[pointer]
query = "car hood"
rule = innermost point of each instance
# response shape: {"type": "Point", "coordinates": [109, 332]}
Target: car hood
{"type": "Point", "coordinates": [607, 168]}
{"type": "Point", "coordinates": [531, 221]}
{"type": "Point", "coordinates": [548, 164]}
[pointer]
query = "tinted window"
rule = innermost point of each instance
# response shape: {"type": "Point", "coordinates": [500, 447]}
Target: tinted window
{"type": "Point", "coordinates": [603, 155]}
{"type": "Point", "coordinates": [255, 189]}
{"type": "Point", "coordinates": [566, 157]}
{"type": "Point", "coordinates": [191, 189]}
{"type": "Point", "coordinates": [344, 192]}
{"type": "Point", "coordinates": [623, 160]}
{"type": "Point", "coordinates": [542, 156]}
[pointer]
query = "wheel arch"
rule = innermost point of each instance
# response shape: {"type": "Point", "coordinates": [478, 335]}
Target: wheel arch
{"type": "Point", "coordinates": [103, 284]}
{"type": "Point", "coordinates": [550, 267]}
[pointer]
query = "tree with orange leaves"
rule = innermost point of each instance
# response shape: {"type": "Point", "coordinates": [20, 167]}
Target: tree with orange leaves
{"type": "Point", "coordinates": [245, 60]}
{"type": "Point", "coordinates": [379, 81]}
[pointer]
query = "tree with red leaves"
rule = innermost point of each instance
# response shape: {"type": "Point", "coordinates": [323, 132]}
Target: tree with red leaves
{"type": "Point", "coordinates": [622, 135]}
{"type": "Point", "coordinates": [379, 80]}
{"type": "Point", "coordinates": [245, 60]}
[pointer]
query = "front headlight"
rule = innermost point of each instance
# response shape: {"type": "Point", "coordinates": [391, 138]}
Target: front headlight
════════════════════
Render every line of all the records above as a numbered list, leaving out blank lines.

1. [pointer]
2. query = "car hood"
3. rule = innermost point of each instance
4. # response shape: {"type": "Point", "coordinates": [109, 332]}
5. Target: car hood
6. {"type": "Point", "coordinates": [607, 168]}
7. {"type": "Point", "coordinates": [531, 221]}
8. {"type": "Point", "coordinates": [548, 164]}
9. [pointer]
10. query = "tinted window"
11. rule = innermost point of each instance
12. # response shape: {"type": "Point", "coordinates": [500, 447]}
13. Target: tinted window
14. {"type": "Point", "coordinates": [603, 155]}
15. {"type": "Point", "coordinates": [255, 189]}
16. {"type": "Point", "coordinates": [566, 157]}
17. {"type": "Point", "coordinates": [191, 189]}
18. {"type": "Point", "coordinates": [344, 192]}
19. {"type": "Point", "coordinates": [623, 160]}
20. {"type": "Point", "coordinates": [542, 156]}
21. [pointer]
22. query = "wheel arch"
23. rule = innermost point of each instance
24. # response shape: {"type": "Point", "coordinates": [478, 335]}
25. Target: wheel arch
26. {"type": "Point", "coordinates": [103, 284]}
27. {"type": "Point", "coordinates": [550, 267]}
28. [pointer]
29. query = "tree with orange leaves"
30. rule = innermost point of each instance
31. # response shape: {"type": "Point", "coordinates": [20, 167]}
32. Target: tree with orange leaves
33. {"type": "Point", "coordinates": [245, 60]}
34. {"type": "Point", "coordinates": [379, 81]}
35. [pointer]
36. query = "tree with red leaves"
37. rule = innermost point of each instance
38. # response shape: {"type": "Point", "coordinates": [323, 132]}
39. Target: tree with red leaves
40. {"type": "Point", "coordinates": [622, 135]}
41. {"type": "Point", "coordinates": [379, 80]}
42. {"type": "Point", "coordinates": [245, 60]}
43. [pointer]
44. query = "front headlight"
45. rule = innermost point of each instance
46. # response shape: {"type": "Point", "coordinates": [391, 138]}
47. Target: front headlight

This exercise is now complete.